[Excerpts of location labeling data]
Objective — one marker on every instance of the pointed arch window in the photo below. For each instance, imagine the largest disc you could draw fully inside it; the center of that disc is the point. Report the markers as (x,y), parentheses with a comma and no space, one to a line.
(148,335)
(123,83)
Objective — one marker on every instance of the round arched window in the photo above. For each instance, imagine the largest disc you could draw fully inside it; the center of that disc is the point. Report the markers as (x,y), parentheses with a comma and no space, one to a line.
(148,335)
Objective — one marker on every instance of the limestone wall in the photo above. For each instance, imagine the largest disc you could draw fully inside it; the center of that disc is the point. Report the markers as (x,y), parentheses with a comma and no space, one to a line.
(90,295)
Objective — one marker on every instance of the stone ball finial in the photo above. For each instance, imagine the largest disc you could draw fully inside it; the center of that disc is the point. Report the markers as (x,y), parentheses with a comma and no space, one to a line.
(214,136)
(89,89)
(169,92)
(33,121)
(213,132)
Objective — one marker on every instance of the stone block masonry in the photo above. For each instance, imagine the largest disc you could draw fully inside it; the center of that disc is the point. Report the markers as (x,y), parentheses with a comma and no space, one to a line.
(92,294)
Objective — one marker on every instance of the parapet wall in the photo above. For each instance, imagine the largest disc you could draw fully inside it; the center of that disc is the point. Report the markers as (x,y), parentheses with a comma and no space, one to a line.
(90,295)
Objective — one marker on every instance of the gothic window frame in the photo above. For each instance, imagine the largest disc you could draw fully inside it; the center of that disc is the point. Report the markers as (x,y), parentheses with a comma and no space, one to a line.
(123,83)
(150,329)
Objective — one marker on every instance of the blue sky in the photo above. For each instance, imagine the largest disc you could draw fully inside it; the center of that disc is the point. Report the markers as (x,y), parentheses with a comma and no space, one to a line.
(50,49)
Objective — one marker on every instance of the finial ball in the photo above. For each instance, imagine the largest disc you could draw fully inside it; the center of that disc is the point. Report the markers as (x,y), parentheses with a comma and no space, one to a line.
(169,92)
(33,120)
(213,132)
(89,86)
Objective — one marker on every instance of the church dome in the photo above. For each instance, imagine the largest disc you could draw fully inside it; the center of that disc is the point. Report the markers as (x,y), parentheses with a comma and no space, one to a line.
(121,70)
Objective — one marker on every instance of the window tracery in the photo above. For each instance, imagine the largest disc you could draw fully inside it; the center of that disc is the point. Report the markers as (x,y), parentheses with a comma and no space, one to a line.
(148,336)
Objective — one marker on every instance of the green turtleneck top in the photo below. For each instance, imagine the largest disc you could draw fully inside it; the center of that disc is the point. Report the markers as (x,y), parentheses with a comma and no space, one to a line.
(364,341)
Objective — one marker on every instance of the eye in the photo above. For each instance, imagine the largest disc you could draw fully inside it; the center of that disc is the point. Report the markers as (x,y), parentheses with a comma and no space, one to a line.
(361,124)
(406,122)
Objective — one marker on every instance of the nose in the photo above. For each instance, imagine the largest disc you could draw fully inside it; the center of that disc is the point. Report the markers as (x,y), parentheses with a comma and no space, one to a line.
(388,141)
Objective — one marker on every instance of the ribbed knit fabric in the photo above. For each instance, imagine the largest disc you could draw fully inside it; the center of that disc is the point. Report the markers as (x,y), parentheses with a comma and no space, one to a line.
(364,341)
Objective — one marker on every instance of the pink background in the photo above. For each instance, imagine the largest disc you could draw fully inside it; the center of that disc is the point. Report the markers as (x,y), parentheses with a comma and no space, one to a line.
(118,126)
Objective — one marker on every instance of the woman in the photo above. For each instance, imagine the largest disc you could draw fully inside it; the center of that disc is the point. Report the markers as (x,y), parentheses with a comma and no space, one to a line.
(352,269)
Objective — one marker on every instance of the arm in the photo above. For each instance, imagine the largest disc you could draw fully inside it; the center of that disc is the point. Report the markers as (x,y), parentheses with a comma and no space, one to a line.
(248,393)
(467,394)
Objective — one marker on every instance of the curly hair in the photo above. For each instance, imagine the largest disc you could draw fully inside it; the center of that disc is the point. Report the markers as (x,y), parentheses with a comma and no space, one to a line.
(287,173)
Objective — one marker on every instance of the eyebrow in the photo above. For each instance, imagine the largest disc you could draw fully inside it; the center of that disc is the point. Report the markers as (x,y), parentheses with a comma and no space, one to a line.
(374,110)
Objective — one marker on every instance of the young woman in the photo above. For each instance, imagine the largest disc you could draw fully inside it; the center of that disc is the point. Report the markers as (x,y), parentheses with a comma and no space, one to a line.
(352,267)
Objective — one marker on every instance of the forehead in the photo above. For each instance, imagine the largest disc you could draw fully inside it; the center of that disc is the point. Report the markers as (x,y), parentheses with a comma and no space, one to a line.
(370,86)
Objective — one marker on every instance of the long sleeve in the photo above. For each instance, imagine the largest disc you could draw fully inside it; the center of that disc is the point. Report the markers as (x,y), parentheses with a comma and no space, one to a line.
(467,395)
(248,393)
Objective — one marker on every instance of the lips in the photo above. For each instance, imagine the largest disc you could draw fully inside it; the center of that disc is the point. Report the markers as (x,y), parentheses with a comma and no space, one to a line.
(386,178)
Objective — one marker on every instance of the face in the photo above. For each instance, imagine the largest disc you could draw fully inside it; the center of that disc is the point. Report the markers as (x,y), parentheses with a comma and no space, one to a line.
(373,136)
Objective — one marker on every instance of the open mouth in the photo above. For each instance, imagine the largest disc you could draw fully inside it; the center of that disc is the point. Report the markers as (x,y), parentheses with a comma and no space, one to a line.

What is required: Copy out every one of the entries above word for word, with nothing changed.

The output:
Objective — one marker on every instance of the pointed arch window in the photo below. For each instance, imagine the largest disc you could draw fully inside it; the center of that disc is the point. Report the markers as (x,y), parentheses with a comma and no space, one to a line.
(148,335)
(123,83)
Objective — one marker on every instance of the round arched window in the photo above. For each instance, imagine the largest disc you could draw fully inside it; the center of that disc is the point. Report the markers as (x,y), parentheses with a comma and no space, one to a line.
(148,335)
Objective — one marker on every instance of the limestone wall in the photo above. For each instance, imagine the largest disc you could draw fully inside it; the center of that disc is the point. Report the markers as (x,y), parentheses with a comma and no space, one to a line.
(90,295)
Objective — one marker on every instance of the stone ball finial in the photo above. For each instance, imagine the largest disc you could draw fully inside it; the center of that disc is the point. Report the markers as (x,y), parentheses with a comma and no space, one to a line.
(214,136)
(89,89)
(169,92)
(33,121)
(213,132)
Objective — one marker on every instance of the stone block masonry in the photo above. For each instance, imagine the largest disc you could draw fully inside it; the center of that disc is the point. Report the markers as (x,y), parentheses with a comma and no space, one to a line.
(92,294)
Objective — one marker on every instance of the parapet wall in the photo above. For each instance, imagine the largest disc you could draw fully inside it; the center of that disc is the point. Report the markers as (x,y), parentheses with a comma and no space, one to a line.
(90,295)
Objective — one marker on every instance of the gothic window frame in the photo above. For each instance, imagine the largest disc you could draw fully inside it; the center of that disc is the point. Report the markers as (x,y), parentheses with a comma and no space, one to a line.
(123,83)
(150,329)
Objective — one marker on every instance of the blue sky in the photo above. For each instance, imagine the largest disc you could draw fully inside it; the center of that disc is the point. Report the markers as (x,y), parentheses with a comma and no space, one to a line.
(50,49)
Objective — one marker on every instance of the finial ball in the photo above. For each instance, imagine the largest disc you could draw fully inside it; the center of that disc is the point. Report the markers as (x,y), parentheses with a comma and no space, one to a line.
(169,92)
(33,120)
(213,132)
(89,86)
Objective — one marker on every instance of the church dome in the photo above. For each instance, imagine the largest disc you could draw fully inside it; the center of that disc is the point. Report the markers as (x,y), parentheses with a comma and no space, one to a line.
(121,70)
Objective — one marker on every instance of the window tracery in the photo above. For each instance, imagine the largest disc you could draw fully inside it; the center of that disc is the point. Report the markers as (x,y), parentheses with a comma and no space, one to a line.
(148,336)
Objective — one marker on every instance of the green turtleneck top in the photo below. For each instance, imagine the largest disc you could draw fully inside it; the center of that disc is the point. Report the markers as (x,y), parentheses with a comma and no space, one to a line.
(364,341)
Objective — one marker on every instance of the eye in the photo above. For each instance, imagine the largest disc you could draw fully inside it; the center of that disc is the point. Report the markers as (x,y), parentheses with a comma and no space, one to a line.
(361,124)
(406,122)
Objective — one marker on every instance of the nose in the photo above. For each instance, imagine the largest disc you could draw fully inside it; the center of that disc is the point. Report the markers as (x,y), parentheses with a comma and no space, one to a line.
(388,141)
Objective — one marker on every instance of the ribbed knit fabric in the photo above. For each instance, imagine the largest disc you could draw fully inside it; the center of that disc is the point. Report the markers as (x,y), parentheses with a comma and no space, one to a line.
(364,341)
Objective — one marker on every instance of the pink background in the photo above. For each instance, imagine the largest disc you could draw fully inside it; the center of that disc is the point. Report the markers as (x,y), parentheses with a comma and no space, one to a line.
(118,126)
Objective — one marker on every instance of the woman in the photo above. For each instance, imagine the largest disc you could draw fully inside it; the center of that disc is the point. Report the markers as (x,y), parentheses with a comma and no space, one to a line.
(352,269)
Objective — one marker on every instance of the arm in the photo above. For each instance, imagine the largest disc you could draw fully inside it; the center of that disc is the point. Report the markers as (x,y), parentheses with a comma and no space, one to a line.
(248,393)
(467,394)
Objective — one marker on every instance of the curly hair in the photo above. For each instance, imagine the largest disc you could draw fully inside it; the center of that disc is the point. Report the markers as (x,y), parentheses with a comma and no space, one to a line.
(287,173)
Objective — one marker on every instance of the eyebrow in the photo above. For each instance, imagine the largest disc you could draw fully inside it; the center of that disc is the point. Report the markers as (x,y), parentheses with a comma and no space, one to a line.
(374,110)
Objective — one marker on every instance of the young woman in the photo above. For each instance, imagine the largest disc you could draw fully inside it; the center of that disc is the point. Report the markers as (x,y), parentheses with a comma and no space, one to a line.
(352,267)
Objective — one marker on every instance of the forehead in the photo above. For each instance, imagine the largest disc you could draw fully inside it; the center of that disc is the point. Report the markers as (x,y), parentheses with a comma and no space, one to a line.
(370,86)
Objective — one marker on every instance of the long sleeve in the photo above. For each instance, imagine the largest disc you could draw fully inside it; the center of that disc is the point. Report the markers as (x,y), parentheses with a comma and no space, one to a line.
(467,395)
(248,393)
Objective — one marker on every instance of the lips in the photo above. For each instance, imagine the largest disc you could draw fully inside it; the center of that disc is the point. Report the markers as (x,y), parentheses with a comma and no space, one to a line.
(386,178)
Objective — one marker on every instance of the face in the photo above. For each instance, imagine the largest disc you could draw fully inside it; the center of that disc is the point. Report the markers as (x,y), parentheses with a comma and no space, one to a line.
(373,136)
Objective — one marker on every instance of the open mouth in the photo above. For each instance, imagine the largest disc you could draw fully inside it; the center of that disc is the point. Report the markers as (x,y), parentheses with a comma and no space, one to a line.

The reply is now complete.